▶ **REQUEST**: Recast the material below as a numbered list, from its first line through the line containing "point(345, 30)", including both ends. Omit blank lines and leave the pictures out.
Start of DATASET RECORDS
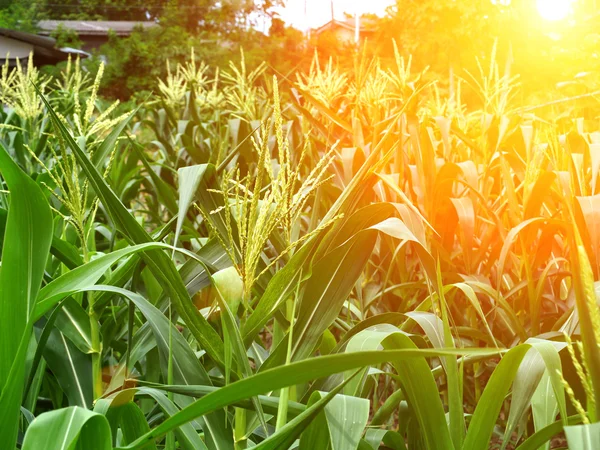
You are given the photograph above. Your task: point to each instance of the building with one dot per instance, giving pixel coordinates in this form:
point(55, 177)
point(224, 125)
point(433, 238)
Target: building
point(93, 33)
point(17, 45)
point(345, 30)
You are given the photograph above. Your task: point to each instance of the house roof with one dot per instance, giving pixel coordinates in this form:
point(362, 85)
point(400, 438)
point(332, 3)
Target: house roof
point(366, 25)
point(43, 47)
point(33, 39)
point(93, 27)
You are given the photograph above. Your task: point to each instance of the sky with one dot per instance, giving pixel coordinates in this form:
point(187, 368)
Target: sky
point(319, 11)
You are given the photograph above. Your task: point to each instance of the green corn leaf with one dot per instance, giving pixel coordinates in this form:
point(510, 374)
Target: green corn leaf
point(72, 428)
point(27, 240)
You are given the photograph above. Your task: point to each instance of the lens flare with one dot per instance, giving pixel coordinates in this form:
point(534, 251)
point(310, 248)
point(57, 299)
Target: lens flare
point(554, 9)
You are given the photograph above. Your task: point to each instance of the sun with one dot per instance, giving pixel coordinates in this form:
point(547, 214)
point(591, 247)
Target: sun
point(554, 9)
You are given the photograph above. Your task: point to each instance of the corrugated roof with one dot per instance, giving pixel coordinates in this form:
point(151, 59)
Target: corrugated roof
point(366, 25)
point(42, 46)
point(93, 27)
point(38, 41)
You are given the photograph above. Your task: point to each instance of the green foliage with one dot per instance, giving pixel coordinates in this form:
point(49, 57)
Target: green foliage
point(343, 260)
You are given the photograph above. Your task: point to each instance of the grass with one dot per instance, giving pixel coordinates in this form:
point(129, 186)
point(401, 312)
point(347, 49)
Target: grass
point(346, 260)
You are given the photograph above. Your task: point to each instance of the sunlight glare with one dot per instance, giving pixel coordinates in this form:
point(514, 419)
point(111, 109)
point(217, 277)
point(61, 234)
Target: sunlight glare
point(554, 9)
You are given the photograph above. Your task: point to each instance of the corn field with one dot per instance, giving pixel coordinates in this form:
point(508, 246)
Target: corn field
point(337, 260)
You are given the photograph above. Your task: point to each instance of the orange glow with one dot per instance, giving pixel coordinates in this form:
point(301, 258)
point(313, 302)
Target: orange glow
point(554, 9)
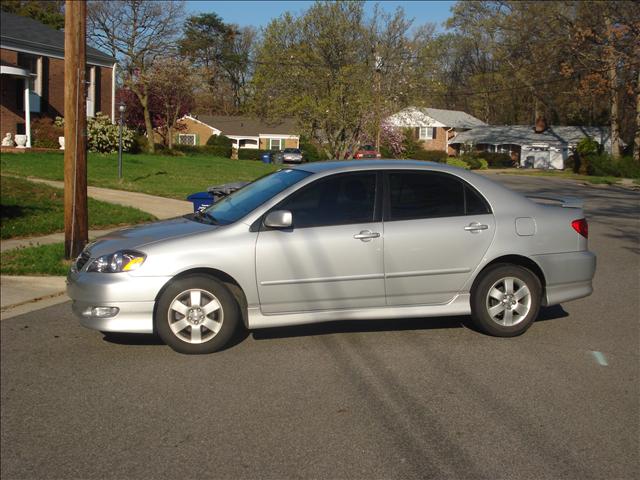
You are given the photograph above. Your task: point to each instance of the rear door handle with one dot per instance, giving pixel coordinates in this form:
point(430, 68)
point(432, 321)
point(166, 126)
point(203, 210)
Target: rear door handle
point(366, 235)
point(475, 227)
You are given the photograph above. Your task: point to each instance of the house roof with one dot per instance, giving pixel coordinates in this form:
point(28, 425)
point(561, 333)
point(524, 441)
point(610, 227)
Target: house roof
point(26, 35)
point(248, 126)
point(525, 135)
point(420, 117)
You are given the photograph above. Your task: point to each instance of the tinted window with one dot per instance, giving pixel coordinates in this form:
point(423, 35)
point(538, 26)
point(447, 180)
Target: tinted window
point(476, 205)
point(245, 200)
point(424, 195)
point(337, 200)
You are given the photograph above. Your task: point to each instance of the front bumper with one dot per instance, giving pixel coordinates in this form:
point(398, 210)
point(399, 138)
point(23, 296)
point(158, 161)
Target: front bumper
point(133, 297)
point(568, 275)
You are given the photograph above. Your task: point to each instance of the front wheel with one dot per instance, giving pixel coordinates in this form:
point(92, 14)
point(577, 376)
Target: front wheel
point(196, 314)
point(506, 300)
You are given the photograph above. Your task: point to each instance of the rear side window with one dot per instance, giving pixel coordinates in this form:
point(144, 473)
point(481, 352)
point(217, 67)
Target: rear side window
point(414, 195)
point(337, 200)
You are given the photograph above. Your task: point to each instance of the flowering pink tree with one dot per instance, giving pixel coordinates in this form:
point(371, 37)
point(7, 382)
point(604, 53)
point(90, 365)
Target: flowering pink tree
point(393, 138)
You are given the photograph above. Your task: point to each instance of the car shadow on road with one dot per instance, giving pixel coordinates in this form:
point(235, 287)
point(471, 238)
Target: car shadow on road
point(363, 326)
point(143, 339)
point(339, 326)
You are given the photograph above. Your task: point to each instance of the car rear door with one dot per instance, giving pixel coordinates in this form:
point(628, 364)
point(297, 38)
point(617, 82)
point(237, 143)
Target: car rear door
point(332, 258)
point(437, 229)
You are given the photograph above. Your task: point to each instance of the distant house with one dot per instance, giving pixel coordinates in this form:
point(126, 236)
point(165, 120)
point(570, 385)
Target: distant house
point(548, 149)
point(32, 70)
point(434, 127)
point(246, 132)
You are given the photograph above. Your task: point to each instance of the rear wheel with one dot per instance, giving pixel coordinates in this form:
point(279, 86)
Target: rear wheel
point(506, 300)
point(196, 314)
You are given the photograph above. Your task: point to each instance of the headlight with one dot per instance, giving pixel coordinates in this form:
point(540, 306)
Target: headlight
point(124, 261)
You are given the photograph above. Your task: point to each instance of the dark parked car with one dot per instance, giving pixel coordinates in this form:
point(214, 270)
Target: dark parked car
point(289, 155)
point(366, 151)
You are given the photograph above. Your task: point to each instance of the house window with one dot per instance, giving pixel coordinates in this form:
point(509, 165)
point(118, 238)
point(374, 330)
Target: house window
point(91, 92)
point(427, 133)
point(187, 139)
point(32, 63)
point(276, 143)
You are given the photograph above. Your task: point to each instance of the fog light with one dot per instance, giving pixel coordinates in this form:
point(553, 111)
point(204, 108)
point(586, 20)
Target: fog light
point(101, 312)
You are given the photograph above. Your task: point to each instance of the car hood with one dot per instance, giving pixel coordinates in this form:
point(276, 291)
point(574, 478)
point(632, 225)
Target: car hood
point(138, 237)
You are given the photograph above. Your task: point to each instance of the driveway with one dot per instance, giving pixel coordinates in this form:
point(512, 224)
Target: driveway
point(419, 398)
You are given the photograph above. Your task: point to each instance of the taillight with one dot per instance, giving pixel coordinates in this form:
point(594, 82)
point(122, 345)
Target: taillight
point(581, 226)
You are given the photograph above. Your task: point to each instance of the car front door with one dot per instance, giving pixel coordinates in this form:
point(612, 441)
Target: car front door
point(437, 230)
point(332, 257)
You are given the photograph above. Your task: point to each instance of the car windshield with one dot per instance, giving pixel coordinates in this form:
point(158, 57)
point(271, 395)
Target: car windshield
point(238, 204)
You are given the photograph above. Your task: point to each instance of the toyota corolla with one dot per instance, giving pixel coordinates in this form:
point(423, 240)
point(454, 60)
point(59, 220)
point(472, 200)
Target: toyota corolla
point(338, 241)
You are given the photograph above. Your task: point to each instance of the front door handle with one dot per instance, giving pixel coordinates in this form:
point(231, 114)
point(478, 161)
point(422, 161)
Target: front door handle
point(366, 235)
point(475, 227)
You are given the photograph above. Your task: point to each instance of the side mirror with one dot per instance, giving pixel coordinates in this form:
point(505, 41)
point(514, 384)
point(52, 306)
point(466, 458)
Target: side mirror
point(279, 219)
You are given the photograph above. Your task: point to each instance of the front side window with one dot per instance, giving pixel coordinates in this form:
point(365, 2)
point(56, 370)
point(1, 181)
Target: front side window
point(414, 195)
point(337, 200)
point(250, 197)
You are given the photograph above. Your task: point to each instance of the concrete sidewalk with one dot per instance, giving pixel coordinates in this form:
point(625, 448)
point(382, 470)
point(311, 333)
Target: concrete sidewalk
point(21, 294)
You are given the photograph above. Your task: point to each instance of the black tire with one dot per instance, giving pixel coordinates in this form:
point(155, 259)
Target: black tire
point(180, 295)
point(502, 313)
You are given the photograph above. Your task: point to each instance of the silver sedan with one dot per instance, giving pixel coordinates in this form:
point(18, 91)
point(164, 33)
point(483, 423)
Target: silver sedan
point(338, 241)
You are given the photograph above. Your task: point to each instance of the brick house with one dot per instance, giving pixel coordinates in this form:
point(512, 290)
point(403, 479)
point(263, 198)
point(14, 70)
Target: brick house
point(246, 132)
point(434, 128)
point(32, 75)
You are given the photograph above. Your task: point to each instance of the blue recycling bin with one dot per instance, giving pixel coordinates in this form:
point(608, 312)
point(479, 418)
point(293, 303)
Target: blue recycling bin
point(201, 200)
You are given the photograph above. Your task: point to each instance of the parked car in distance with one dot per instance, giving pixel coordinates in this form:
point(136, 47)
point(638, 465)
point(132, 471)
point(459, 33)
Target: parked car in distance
point(345, 240)
point(289, 155)
point(366, 151)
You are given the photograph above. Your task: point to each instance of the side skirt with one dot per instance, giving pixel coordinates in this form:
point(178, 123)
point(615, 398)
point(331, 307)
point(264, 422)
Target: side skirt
point(460, 305)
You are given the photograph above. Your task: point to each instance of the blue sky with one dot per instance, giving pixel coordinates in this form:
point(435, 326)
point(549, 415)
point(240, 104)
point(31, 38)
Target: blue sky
point(259, 13)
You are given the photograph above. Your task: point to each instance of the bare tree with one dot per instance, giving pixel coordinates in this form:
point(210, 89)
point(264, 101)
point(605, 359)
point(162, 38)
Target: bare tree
point(136, 32)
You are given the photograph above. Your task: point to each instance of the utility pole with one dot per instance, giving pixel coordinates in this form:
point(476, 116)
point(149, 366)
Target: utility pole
point(76, 233)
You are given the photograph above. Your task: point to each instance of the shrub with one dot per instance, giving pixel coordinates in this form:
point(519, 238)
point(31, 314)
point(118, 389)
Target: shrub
point(102, 135)
point(309, 152)
point(496, 160)
point(140, 144)
point(604, 165)
point(430, 155)
point(457, 162)
point(45, 133)
point(251, 154)
point(219, 141)
point(214, 150)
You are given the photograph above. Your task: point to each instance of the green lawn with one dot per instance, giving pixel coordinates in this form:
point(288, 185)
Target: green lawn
point(30, 209)
point(174, 177)
point(41, 260)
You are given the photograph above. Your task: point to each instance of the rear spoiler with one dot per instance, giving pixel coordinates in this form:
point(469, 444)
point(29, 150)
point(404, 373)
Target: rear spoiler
point(566, 202)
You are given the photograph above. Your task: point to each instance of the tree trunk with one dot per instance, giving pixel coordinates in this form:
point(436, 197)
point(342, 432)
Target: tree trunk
point(636, 139)
point(615, 101)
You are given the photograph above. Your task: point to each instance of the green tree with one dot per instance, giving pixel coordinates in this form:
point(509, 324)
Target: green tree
point(336, 71)
point(223, 53)
point(49, 12)
point(136, 32)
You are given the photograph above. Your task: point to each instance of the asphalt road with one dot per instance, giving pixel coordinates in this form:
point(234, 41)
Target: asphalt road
point(426, 398)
End of DATASET RECORDS
▶ **THE ANSWER**:
1. You are given the photograph above. Your task: point to each instance of the building with one dot per instance, giving pixel coordinates in this form:
2. point(55, 177)
3. point(224, 125)
4. point(433, 238)
5. Target: building
6. point(93, 33)
7. point(17, 45)
8. point(345, 30)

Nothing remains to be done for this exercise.